Task instructions
Nothing but a number is wanted: the count of lines in the records below that include "orange".

Data for analysis
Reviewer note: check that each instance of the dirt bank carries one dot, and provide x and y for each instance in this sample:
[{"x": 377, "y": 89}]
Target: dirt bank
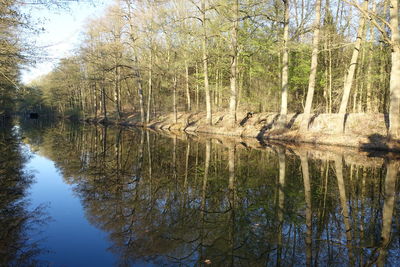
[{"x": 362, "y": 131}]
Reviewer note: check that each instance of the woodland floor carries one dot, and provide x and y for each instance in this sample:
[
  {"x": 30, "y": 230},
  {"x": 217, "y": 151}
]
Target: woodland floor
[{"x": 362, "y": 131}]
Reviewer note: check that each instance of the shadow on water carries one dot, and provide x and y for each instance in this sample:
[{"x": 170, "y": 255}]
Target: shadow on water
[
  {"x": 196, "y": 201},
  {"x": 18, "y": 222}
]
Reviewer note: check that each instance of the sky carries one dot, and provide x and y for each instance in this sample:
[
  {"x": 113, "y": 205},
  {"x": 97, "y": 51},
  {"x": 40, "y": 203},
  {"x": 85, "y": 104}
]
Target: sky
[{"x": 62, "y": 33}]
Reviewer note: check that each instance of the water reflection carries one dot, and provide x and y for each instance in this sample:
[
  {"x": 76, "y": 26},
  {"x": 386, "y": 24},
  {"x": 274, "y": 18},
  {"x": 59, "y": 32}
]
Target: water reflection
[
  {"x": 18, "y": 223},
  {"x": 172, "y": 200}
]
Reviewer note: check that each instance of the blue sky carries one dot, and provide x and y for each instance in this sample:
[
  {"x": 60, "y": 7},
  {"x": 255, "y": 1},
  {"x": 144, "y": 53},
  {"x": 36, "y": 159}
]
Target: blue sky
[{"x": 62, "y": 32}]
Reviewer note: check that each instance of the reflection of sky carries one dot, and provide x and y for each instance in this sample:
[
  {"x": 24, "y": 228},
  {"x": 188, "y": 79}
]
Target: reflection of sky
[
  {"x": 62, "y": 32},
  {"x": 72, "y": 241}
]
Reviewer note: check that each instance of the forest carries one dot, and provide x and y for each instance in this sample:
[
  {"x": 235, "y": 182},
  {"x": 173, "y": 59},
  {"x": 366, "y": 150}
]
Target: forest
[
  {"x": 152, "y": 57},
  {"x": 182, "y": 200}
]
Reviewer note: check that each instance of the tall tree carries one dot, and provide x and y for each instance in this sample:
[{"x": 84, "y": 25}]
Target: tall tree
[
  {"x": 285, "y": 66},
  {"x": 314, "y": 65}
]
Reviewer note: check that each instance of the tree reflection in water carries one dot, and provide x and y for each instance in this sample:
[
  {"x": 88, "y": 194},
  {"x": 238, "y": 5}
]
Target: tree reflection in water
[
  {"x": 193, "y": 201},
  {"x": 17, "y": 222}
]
---
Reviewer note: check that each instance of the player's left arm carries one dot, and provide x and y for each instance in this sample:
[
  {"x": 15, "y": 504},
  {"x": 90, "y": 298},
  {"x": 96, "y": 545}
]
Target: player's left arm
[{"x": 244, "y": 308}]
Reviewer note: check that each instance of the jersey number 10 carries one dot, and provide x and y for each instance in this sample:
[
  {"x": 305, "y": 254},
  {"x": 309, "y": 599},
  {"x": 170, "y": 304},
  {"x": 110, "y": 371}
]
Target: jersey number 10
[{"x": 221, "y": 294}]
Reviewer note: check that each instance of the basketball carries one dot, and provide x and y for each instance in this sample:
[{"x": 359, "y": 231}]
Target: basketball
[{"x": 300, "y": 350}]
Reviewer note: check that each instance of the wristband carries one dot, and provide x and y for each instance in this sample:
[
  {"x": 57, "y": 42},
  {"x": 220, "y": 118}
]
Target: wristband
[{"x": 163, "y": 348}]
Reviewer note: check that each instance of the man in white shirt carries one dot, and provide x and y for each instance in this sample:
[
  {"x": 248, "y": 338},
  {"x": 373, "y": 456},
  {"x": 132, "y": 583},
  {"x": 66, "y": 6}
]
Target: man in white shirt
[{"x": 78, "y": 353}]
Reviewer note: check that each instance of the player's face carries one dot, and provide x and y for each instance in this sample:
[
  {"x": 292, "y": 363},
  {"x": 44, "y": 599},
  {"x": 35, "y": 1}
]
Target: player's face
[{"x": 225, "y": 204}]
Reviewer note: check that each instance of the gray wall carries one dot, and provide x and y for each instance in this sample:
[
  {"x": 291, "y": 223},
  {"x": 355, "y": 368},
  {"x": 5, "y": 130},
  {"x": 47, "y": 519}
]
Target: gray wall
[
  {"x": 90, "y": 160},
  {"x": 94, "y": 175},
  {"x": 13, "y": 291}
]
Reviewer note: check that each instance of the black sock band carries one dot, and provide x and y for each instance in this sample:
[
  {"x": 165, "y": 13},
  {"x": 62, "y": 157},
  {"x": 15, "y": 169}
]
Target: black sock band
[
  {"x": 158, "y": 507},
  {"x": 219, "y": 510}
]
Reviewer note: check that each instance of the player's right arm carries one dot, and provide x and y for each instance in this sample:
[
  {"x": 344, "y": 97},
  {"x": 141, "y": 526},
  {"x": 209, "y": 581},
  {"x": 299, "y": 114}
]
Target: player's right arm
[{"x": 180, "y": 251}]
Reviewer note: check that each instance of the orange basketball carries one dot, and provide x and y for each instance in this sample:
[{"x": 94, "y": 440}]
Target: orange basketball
* * *
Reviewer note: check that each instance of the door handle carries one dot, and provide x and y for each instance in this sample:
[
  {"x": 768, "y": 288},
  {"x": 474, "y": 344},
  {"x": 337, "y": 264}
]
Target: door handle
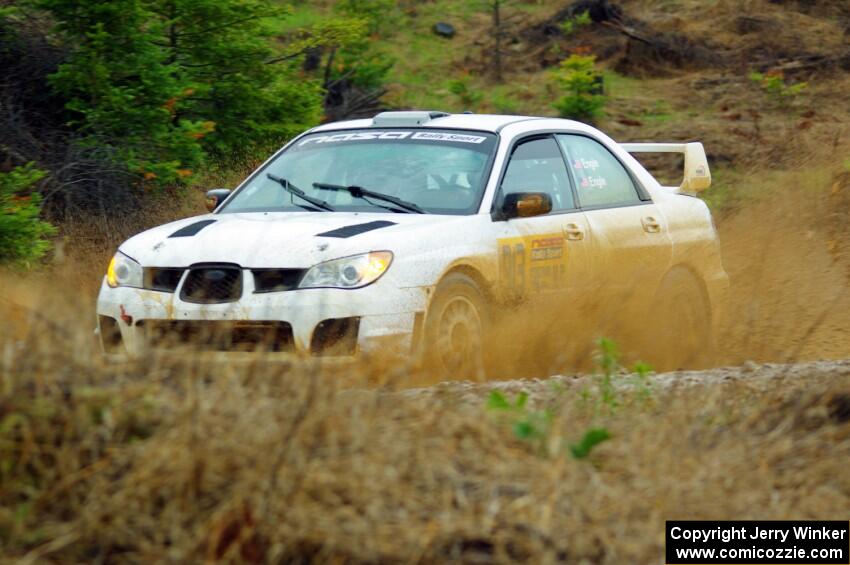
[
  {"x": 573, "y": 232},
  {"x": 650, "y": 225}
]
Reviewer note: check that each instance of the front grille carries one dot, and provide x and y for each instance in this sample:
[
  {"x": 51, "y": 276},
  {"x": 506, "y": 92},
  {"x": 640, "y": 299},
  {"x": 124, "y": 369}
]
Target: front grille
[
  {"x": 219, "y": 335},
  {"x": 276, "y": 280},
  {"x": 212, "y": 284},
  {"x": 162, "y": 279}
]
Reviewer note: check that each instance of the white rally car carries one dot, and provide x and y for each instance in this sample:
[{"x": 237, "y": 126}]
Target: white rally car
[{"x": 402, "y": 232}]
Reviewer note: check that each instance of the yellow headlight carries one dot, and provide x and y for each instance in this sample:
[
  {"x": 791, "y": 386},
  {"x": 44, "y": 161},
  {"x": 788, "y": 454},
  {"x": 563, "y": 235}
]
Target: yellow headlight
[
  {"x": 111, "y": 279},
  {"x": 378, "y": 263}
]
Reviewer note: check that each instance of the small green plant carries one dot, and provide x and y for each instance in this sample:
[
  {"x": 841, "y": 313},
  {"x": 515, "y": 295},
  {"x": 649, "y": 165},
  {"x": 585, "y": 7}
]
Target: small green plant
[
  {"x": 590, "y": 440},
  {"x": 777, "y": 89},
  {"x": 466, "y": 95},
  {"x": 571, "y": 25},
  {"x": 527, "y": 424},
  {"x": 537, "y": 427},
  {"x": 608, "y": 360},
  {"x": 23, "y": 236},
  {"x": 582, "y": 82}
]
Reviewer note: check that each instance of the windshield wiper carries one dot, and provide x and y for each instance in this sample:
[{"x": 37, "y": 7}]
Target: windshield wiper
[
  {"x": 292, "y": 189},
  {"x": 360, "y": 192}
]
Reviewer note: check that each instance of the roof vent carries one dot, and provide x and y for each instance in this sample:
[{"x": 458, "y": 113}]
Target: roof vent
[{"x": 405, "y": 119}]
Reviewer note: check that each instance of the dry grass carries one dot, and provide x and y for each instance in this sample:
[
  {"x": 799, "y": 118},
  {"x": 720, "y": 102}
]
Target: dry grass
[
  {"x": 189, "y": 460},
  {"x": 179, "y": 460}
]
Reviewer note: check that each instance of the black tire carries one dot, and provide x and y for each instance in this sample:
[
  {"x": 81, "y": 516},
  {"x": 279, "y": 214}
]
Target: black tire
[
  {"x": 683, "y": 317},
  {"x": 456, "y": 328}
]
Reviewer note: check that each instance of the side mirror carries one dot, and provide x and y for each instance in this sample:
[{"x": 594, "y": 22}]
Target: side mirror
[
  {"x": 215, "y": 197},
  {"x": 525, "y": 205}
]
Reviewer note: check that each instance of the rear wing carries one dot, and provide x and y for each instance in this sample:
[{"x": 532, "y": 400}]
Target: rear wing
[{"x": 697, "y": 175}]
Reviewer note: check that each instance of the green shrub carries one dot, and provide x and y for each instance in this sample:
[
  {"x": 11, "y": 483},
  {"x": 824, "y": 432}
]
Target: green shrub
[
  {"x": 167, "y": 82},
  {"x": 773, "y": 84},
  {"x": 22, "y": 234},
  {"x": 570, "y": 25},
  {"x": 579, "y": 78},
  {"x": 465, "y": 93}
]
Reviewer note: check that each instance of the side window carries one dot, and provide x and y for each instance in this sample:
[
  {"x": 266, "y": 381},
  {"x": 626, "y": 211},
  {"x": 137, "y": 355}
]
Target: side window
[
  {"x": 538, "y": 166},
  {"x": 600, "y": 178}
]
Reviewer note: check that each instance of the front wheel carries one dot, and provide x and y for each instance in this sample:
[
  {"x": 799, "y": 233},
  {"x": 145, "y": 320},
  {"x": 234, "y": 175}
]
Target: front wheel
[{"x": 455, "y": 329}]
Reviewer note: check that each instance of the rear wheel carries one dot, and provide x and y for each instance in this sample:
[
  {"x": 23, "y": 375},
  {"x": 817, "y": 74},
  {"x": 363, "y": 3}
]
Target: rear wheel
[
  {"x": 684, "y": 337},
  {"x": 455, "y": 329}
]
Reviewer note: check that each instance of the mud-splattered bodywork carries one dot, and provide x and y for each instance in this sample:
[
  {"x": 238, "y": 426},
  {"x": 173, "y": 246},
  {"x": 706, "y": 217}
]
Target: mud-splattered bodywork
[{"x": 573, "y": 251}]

Exercise output
2